> Text section:
*** Begin section ***

Hyunju Yang 1, Soyoung Lee 1, Jung-woo Chae 1,2, Hwi-yeol Yun 1,2, Taeheon Kim 3, Woojin Jung 4
1 College of Pharmacy, Chungnam National University (, Republic of Korea), 2 Department of Bio-AI convergence, Chungnam National University (, Republic of Korea), 3 Life Science Institute, Daewoong Pharmaceutical (, Republic of Korea), 4 Graduate School of Clinical Pharmacy, CHA University (, Republic of Korea)
Introduction: Niclosamide has demonstrated potent broad-spectrum antiviral activity against respiratory viruses, including SARS-CoV-2 and influenza [1, 2], but exhibits poor oral bioavailability due to low aqueous solubility and extensive hepatic metabolism via CYP1A2 and UGT1A1 [3]. Intranasal delivery may enable local protection directly at the portal of infection [4]; however, the highly vascularized nasal mucosa may also lead to unintended systemic absorption [5]. To address this, a physiologically based pharmacokinetic (PBPK) model incorporating an explicit nasal mucosa compartment was developed to predict drug exposure in the nasal mucosa and epithelial lining fluid (ELF), supporting dose optimization for local antiviral efficacy while minimizing systemic exposure [6, 7, 8].
Objectives:
– To develop a physiologically based pharmacokinetic model for nasal administration of niclosamide and evaluate its performance against in vivo pharmacokinetic data.
– To apply the model to predict human target-site exposure and assess whether local drug application leads to significant systemic exposure.
Methods: The development of the nasal physiologically based pharmacokinetic model for niclosamide was performed using PK-Sim® and MoBi®. In vivo pharmacokinetic data were obtained in male Sprague–Dawley rats (n = 5 per group) following intravenous (1 mg/kg), oral (5 mg/kg), and intranasal solution administration (0.5 and 1 mg/kg). Physicochemical properties obtained from literature and in vivo data. Regarding the liver metabolic parameters, rat values were estimated by fitting the model to in vivo data, whereas human values were retrieved directly from the literature [9, 10]. Model performance was comprehensively evaluated using geometric mean fold error (GMFE) for AUC and Cmax, goodness-of-fit plots, and visual predictive checks (VPCs).

*** End section ***

> Listed entries:
*** Begin section ***

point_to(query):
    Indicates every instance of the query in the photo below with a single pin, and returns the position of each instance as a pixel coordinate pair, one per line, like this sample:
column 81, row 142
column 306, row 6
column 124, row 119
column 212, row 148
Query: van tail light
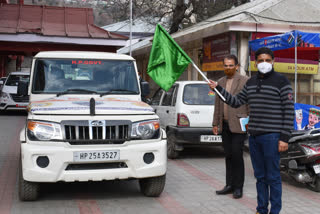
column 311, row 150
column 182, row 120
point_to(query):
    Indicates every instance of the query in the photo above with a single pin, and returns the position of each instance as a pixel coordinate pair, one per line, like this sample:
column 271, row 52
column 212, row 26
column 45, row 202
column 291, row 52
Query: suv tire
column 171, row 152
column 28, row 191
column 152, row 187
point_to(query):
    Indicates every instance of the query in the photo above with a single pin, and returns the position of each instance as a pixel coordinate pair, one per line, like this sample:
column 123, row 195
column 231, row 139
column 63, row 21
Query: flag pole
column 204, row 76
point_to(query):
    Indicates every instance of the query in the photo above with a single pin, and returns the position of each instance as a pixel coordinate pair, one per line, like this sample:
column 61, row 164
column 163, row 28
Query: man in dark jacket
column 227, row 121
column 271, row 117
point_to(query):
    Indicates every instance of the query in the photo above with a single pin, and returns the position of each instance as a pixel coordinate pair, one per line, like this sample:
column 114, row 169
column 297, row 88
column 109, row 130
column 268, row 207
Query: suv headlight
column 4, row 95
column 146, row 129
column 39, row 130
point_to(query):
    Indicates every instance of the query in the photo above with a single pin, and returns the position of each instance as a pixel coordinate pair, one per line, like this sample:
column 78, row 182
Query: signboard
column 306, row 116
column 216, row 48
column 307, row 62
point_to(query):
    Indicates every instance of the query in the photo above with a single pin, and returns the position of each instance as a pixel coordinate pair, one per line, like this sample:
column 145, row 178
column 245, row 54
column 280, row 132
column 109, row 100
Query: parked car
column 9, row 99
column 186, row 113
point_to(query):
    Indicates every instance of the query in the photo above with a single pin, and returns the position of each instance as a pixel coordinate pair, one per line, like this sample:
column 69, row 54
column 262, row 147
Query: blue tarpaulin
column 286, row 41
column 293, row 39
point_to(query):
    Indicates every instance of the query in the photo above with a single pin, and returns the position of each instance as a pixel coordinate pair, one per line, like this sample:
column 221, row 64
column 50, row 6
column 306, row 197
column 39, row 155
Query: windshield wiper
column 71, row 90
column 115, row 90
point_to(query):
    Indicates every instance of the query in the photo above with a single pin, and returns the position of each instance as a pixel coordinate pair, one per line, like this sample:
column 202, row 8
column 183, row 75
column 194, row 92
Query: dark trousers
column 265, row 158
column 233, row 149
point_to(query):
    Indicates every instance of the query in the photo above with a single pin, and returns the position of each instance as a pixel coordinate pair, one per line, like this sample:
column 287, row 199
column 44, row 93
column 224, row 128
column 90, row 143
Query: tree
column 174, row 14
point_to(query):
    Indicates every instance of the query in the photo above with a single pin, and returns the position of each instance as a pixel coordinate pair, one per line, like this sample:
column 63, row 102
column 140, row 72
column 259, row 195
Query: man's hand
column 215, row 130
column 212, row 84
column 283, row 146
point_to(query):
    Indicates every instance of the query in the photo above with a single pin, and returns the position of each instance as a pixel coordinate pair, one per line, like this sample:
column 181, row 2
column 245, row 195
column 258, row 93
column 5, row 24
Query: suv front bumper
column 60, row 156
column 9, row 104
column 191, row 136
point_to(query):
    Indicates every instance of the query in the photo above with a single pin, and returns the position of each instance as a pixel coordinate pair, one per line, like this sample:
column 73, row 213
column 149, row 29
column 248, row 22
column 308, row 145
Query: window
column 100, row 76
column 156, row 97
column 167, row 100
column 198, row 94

*** End section ***
*** Begin section ***

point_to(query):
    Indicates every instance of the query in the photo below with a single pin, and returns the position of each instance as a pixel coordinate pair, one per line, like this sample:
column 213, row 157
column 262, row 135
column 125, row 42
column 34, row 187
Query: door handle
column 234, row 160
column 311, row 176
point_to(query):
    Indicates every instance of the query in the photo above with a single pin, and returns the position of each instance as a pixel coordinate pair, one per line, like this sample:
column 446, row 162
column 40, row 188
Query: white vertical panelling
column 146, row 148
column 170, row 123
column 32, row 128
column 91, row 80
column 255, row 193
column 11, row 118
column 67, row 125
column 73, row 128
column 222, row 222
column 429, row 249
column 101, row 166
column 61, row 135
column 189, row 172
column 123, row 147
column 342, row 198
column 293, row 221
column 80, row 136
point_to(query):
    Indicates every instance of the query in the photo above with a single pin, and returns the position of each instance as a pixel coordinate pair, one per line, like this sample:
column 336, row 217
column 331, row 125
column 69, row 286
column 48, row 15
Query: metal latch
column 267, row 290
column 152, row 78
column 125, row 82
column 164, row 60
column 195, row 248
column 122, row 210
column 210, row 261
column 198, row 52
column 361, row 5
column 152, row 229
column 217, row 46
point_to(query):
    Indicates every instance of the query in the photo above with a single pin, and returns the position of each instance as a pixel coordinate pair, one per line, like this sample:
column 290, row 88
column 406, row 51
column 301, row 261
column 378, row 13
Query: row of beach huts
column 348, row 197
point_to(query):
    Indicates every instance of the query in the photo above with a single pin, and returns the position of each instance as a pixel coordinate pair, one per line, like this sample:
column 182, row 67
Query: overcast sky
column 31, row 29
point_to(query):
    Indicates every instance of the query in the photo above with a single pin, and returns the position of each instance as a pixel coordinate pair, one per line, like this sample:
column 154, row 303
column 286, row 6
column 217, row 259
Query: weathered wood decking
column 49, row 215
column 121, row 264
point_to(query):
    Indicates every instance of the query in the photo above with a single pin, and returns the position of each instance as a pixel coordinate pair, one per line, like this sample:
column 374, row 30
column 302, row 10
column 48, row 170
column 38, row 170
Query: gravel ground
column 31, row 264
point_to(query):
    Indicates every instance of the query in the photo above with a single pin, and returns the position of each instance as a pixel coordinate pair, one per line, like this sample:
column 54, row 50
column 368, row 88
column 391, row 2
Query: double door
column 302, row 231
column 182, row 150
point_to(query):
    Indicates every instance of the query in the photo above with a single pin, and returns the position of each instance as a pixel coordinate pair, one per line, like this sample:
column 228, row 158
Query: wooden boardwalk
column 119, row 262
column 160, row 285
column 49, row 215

*** End section ***

> Tasks to carry out:
1 – Write out word for word the passage of the niclosamide abstract above, from "Hyunju Yang 1, Soyoung" up to and including "CHA University (, Republic of Korea)".
2 – Pick up the niclosamide abstract at the end of its last sentence and carry it on.

> Solved problems:
1 –
Hyunju Yang 1, Soyoung Lee 1, Jung-woo Chae 1,2, Hwi-yeol Yun 1,2, Taeheon Kim 3, Woojin Jung 4
1 College of Pharmacy, Chungnam National University (, Republic of Korea), 2 Department of Bio-AI convergence, Chungnam National University (, Republic of Korea), 3 Life Science Institute, Daewoong Pharmaceutical (, Republic of Korea), 4 Graduate School of Clinical Pharmacy, CHA University (, Republic of Korea)

2 –
Results: The nasal mucosa compartment was structurally based on the four-compartment architecture used in PK-Sim®, comprising epithelial lining fluid (ELF), intracellular, interstitial, and vascular sub-compartments. In the absence of nasal mucosa-specific physiological parameters, tissue composition ratios were derived from intestinal mucosa as a surrogate reference. Within this structure, the ELF compartment functions as a depot, from which drug transfer can occur via two pathways: transcellular transport into the intracellular space and paracellular transport directly into plasma. However, given the lack of direct experimental evidence supporting paracellular absorption for niclosamide in the nasal mucosa, only the transcellular pathway was implemented in the final model. The developed model successfully described the PK profiles, with geometric mean fold errors (GMFEs) of 2.16 for AUC and 2.49 for Cmax. The model predictions aligned with the observations closely in the goodness-of-fit (GOF) plots. In the population simulation, visual predictive checks (VPC) demonstrated that the model prediction intervals adequately encompassed the observed concentrations over time. Human simulations predicted nasal mucosa and ELF drug exposure across QD, BID, and TID dosing regimens. The predicted Cpeak was consistent across all regimens at 0.325 nmol/L in the nasal mucosa and 0.080 nmol/L in the ELF. In contrast, predicted systemic exposure was negligible, remaining in the picomolar range. These predictions enabled quantitative evaluation of the target-site versus systemic exposure trade-off following intranasal niclosamide administration.
Conclusions: The physiologically based pharmacokinetic model for nasal niclosamide was successfully established and validated against the observed PK data. This model allows for the prediction of local tissue exposure, facilitating the optimization of local therapeutic efficacy. Consequently, it serves as a valuable tool for guiding dose selection and designing clinical trials for intranasal niclosamide.
References:
[1] Xu J et al. (2020) Broad Spectrum Antiviral Agent Niclosamide and Its Therapeutic Potential. ACS Infect Dis.
[2] Weiss A et al. (2021) Niclosamide shows strong antiviral activity in a human airway model of SARS-CoV-2 infection and a conserved potency against the Alpha (B.1.1.7), Beta (B.1.351) and Delta variant (B.1.617.2). PLoS One.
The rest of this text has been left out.